--- START Raw data ---

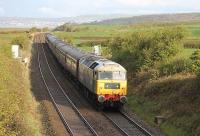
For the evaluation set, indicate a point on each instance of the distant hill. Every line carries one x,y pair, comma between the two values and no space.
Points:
23,22
159,18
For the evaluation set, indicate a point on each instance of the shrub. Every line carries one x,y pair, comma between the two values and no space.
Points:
176,66
195,57
192,43
144,49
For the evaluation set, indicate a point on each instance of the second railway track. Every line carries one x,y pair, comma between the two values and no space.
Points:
74,122
126,124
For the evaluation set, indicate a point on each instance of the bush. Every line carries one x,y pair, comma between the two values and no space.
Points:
144,49
176,66
192,43
195,57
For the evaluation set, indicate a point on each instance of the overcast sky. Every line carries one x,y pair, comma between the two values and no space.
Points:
69,8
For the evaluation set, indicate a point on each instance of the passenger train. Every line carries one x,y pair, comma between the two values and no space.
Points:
103,81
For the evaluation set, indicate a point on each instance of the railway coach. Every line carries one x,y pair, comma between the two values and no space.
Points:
103,81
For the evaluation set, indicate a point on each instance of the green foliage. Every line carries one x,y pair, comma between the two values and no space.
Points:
147,48
34,29
195,57
70,28
45,29
175,66
192,43
16,101
22,41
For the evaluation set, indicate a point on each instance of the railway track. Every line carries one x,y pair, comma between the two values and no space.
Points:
120,120
126,124
72,119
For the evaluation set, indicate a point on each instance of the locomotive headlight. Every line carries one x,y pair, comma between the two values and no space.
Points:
101,98
123,99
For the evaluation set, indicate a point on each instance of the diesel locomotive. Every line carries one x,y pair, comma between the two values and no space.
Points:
103,81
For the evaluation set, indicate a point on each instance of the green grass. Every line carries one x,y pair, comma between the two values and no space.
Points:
18,109
143,106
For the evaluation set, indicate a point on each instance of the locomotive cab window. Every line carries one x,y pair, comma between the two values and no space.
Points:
112,75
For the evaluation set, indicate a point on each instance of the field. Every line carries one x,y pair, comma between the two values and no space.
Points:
175,96
18,109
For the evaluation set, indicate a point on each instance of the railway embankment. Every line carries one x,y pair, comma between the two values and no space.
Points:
20,112
163,78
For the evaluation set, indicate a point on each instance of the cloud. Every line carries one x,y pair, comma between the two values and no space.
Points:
141,3
48,11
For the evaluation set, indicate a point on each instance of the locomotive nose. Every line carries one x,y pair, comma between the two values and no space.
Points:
101,98
123,99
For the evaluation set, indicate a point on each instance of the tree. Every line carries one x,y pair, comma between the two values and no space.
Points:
144,48
22,41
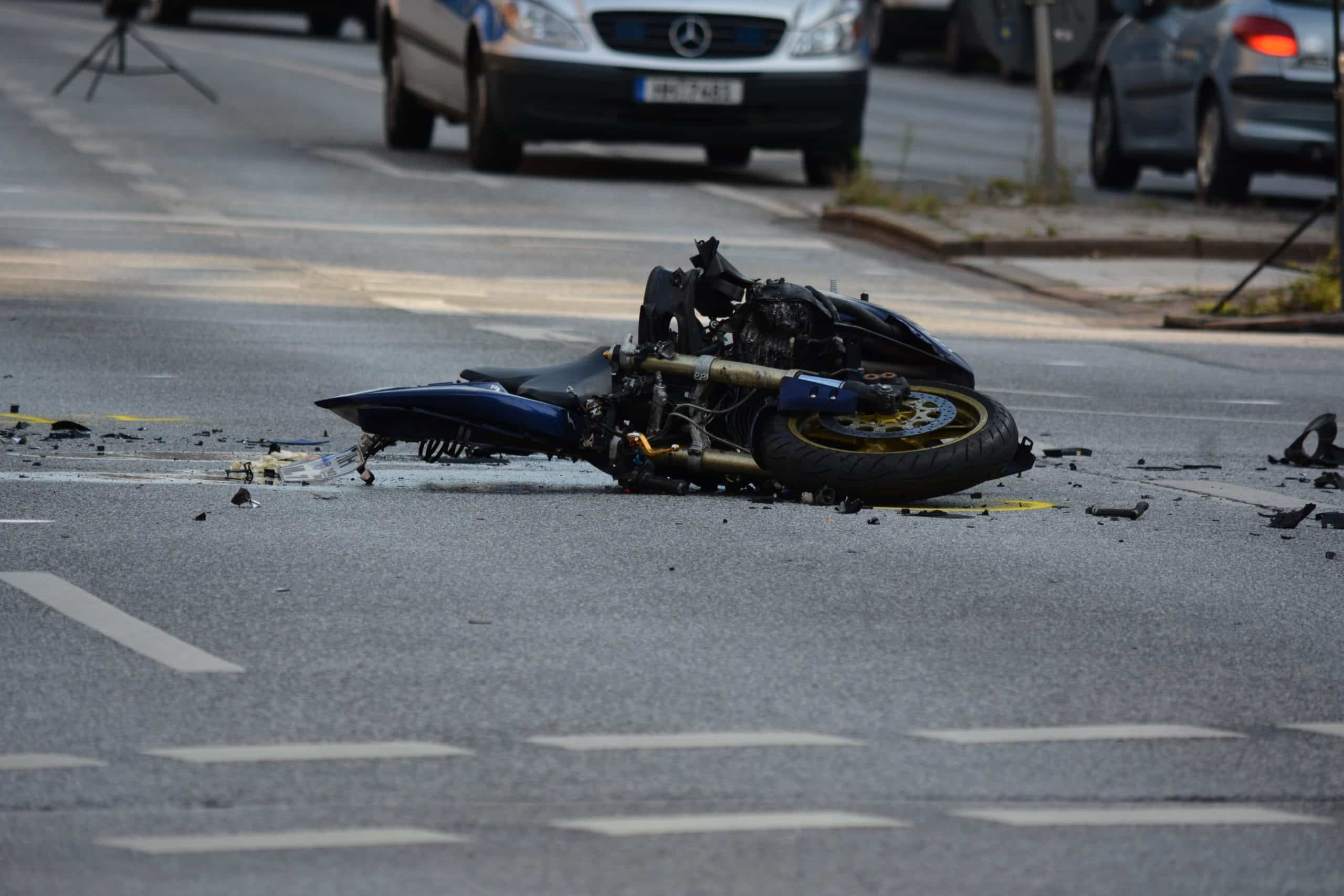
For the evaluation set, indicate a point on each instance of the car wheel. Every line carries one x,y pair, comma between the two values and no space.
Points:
167,13
1110,170
824,167
488,147
728,156
406,123
326,25
954,53
1220,176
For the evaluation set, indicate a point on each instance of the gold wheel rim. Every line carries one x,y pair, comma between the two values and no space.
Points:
971,418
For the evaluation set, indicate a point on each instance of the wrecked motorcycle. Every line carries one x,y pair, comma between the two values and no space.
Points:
733,382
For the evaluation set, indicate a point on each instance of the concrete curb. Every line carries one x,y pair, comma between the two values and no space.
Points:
933,238
1321,323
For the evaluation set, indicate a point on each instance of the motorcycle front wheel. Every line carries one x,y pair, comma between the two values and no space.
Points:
942,440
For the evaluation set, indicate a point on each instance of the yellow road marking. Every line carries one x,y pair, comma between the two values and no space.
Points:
27,419
144,419
1007,504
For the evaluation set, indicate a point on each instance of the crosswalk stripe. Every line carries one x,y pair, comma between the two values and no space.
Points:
695,741
723,823
39,761
109,621
1331,729
335,839
310,751
1119,816
1070,733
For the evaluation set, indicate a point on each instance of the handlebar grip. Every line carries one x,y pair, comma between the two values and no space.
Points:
663,484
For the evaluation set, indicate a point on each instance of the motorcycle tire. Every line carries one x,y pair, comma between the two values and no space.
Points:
802,453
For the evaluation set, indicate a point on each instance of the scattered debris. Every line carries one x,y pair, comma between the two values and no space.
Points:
1326,455
941,515
244,499
1330,480
1288,519
275,444
1120,513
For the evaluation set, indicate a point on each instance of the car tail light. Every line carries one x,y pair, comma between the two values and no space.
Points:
1266,35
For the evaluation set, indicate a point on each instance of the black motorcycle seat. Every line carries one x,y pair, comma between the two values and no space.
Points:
586,376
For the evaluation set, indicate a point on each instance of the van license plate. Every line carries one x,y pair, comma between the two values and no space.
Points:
704,92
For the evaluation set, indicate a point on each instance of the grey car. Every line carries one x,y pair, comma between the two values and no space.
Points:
1229,88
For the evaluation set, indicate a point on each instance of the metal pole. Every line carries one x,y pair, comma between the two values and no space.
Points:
1339,150
1046,93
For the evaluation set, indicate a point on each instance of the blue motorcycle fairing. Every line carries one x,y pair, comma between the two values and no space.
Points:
438,412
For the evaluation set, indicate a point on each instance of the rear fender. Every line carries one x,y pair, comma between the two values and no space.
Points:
440,410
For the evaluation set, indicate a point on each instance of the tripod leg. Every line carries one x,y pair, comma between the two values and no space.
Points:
172,66
1320,210
82,64
100,70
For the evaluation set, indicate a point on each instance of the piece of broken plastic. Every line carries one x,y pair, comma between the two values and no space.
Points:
328,467
1288,519
1326,455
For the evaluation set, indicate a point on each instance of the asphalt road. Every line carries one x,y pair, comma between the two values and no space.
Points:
194,276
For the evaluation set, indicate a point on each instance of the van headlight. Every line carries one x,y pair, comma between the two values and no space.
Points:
839,34
537,23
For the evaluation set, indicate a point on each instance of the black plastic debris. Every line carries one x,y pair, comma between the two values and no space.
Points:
1120,513
1326,453
1288,519
243,499
1330,481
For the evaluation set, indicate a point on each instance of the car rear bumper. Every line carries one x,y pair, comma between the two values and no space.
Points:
538,100
1287,125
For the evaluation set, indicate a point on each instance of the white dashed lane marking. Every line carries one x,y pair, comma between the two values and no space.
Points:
39,761
697,741
1330,729
1072,733
723,823
339,839
113,624
310,753
1127,816
94,147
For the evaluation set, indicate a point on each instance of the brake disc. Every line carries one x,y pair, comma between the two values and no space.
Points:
918,414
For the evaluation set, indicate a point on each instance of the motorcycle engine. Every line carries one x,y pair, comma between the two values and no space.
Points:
786,325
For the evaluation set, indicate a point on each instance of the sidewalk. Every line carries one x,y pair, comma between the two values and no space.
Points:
1131,260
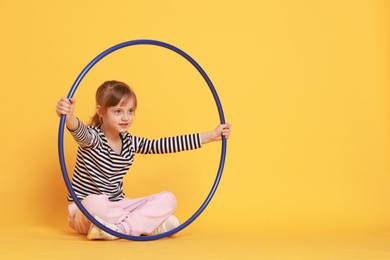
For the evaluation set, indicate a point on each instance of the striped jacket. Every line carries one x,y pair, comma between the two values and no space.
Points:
100,170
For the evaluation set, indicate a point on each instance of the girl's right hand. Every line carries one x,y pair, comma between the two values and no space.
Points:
65,106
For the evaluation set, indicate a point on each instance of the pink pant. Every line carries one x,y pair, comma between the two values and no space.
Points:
137,216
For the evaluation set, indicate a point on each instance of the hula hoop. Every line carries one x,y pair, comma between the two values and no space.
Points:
61,140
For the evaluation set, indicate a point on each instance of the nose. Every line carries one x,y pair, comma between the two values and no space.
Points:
125,117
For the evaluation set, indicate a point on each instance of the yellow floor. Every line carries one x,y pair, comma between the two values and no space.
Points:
52,243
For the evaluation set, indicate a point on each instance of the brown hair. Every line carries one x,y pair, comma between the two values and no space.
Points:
109,94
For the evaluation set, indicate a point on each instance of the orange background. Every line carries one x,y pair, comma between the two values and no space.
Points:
304,83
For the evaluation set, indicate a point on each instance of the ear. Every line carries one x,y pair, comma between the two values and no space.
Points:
99,110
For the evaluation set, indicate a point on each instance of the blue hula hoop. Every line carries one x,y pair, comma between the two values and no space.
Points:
61,140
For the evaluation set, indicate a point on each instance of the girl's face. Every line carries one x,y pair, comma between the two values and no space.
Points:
118,119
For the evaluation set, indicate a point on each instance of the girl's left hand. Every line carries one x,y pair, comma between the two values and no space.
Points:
216,135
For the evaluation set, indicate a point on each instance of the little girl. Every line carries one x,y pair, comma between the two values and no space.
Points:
105,154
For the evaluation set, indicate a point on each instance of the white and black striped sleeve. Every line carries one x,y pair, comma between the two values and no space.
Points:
167,144
85,136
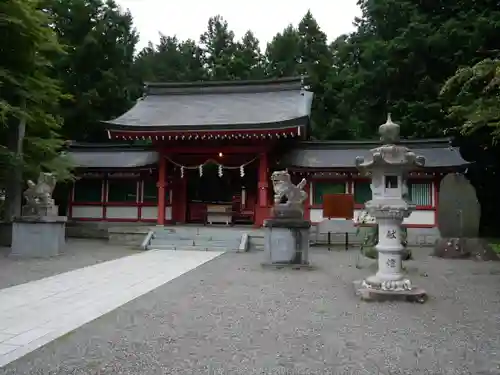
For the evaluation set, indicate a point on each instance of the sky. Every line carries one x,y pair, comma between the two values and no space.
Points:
189,18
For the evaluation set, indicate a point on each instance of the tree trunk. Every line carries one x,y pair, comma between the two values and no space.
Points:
14,184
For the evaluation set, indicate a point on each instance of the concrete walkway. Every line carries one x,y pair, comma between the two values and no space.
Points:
35,313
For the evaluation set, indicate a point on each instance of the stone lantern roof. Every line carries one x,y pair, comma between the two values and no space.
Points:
391,153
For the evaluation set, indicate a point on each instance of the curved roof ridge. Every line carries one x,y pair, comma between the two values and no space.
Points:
223,87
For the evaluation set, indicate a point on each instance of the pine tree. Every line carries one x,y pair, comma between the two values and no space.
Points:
29,98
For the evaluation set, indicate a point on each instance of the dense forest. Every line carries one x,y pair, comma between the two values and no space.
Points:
67,64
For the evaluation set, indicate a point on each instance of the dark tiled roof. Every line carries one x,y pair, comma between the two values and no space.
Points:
218,105
438,153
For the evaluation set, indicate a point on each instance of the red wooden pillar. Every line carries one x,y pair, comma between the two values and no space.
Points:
262,209
307,205
162,177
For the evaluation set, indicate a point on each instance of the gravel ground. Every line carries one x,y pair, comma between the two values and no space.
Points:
78,254
230,316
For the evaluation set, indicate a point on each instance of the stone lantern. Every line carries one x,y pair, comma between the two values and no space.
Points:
388,167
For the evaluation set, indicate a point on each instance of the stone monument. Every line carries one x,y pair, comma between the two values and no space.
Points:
286,236
459,214
39,231
388,166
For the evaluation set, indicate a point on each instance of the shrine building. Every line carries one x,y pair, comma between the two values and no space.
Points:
204,152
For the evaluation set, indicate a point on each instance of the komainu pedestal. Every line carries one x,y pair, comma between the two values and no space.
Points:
286,234
39,232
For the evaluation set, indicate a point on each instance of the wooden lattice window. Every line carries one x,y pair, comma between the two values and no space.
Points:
420,193
122,190
324,187
362,192
87,190
150,192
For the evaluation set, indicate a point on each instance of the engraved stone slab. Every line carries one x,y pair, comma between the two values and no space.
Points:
459,211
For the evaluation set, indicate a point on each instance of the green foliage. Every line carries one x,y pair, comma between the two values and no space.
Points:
474,97
96,69
28,93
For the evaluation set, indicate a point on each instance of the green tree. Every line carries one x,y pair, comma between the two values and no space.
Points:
96,70
283,54
401,54
249,61
474,97
219,49
29,99
170,61
316,62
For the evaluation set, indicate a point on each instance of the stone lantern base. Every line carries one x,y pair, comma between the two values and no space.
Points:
372,293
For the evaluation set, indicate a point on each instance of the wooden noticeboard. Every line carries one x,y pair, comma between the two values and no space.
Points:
339,206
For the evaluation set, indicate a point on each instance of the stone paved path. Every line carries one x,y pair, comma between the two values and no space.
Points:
231,316
38,312
78,253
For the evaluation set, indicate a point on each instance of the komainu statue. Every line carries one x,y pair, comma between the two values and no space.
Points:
284,188
39,196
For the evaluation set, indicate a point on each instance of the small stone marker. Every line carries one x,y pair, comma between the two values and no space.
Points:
459,215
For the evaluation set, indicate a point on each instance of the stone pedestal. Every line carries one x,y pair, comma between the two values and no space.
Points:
286,241
38,236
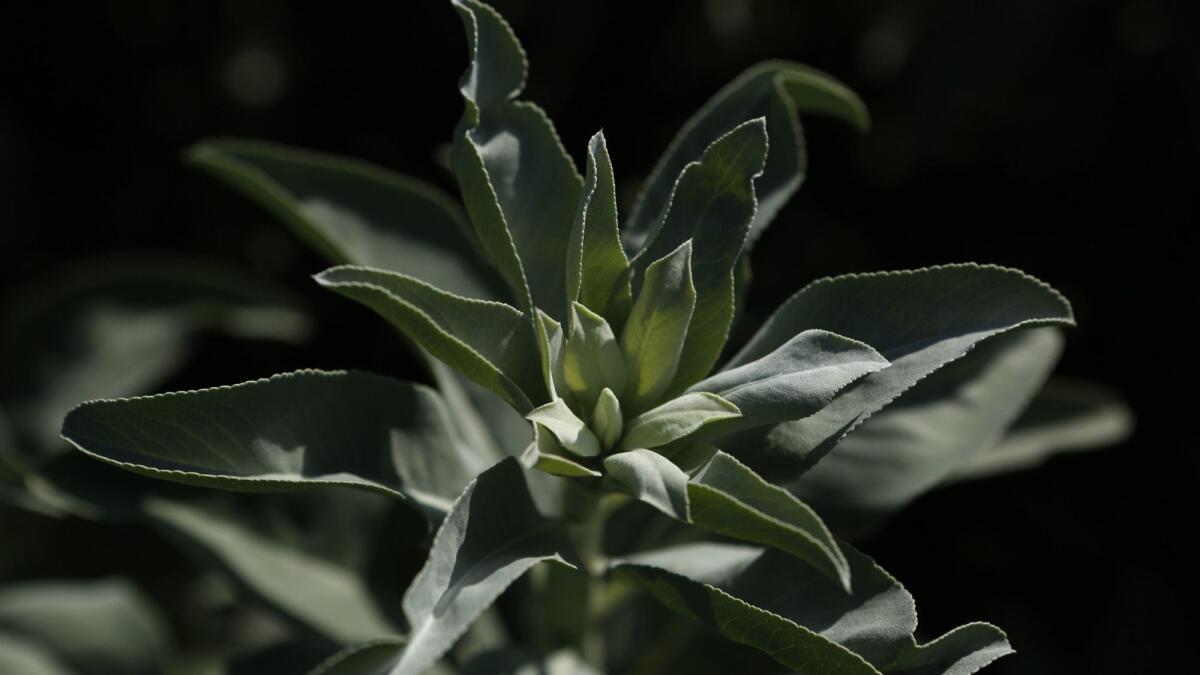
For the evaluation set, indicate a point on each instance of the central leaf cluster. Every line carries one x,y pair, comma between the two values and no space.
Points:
599,381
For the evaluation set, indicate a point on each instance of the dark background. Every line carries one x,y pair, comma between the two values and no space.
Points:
1059,137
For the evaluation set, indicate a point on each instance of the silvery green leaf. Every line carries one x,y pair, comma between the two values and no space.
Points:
727,497
504,151
353,211
286,432
597,268
552,351
1066,416
102,627
774,90
117,328
607,419
490,342
712,204
933,429
570,431
514,662
331,598
780,605
490,538
376,657
592,359
918,320
964,650
796,380
653,479
730,499
25,656
677,419
357,213
653,338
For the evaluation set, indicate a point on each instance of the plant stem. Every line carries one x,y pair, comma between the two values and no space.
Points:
588,512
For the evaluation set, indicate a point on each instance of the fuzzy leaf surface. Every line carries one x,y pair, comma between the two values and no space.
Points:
353,211
918,320
957,413
489,342
712,205
775,90
286,432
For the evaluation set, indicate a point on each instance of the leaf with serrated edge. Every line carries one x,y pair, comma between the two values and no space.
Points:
796,380
574,435
353,211
283,434
597,267
653,338
769,601
727,497
963,651
507,150
1067,416
677,419
712,204
777,90
918,320
958,412
492,535
730,499
653,479
490,342
783,607
117,328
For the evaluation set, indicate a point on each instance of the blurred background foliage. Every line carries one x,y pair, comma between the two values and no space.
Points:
1057,137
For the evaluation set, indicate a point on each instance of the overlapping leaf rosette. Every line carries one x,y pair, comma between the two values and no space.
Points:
577,360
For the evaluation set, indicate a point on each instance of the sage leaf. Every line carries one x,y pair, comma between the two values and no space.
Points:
918,320
730,499
964,650
727,497
567,467
1066,416
597,268
592,359
653,479
574,435
490,342
552,345
796,380
330,598
653,338
677,419
375,657
504,151
508,661
929,431
292,551
607,420
774,90
102,627
118,328
21,655
772,602
353,211
286,432
492,535
712,205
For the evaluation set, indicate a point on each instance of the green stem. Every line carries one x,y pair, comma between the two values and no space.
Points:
588,512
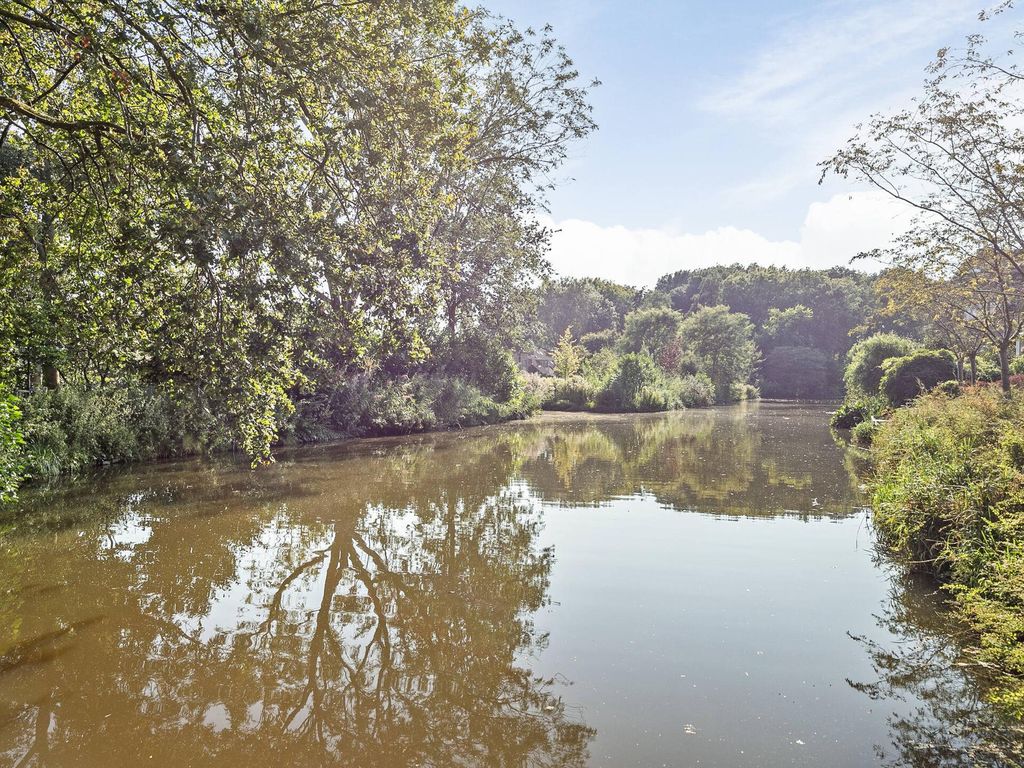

--- END Raw data ---

Your task: Count the lines in the items above that contain the string "wheel", treating uppercase and lowercase as different. Reply with the number alone.

The completed task: 3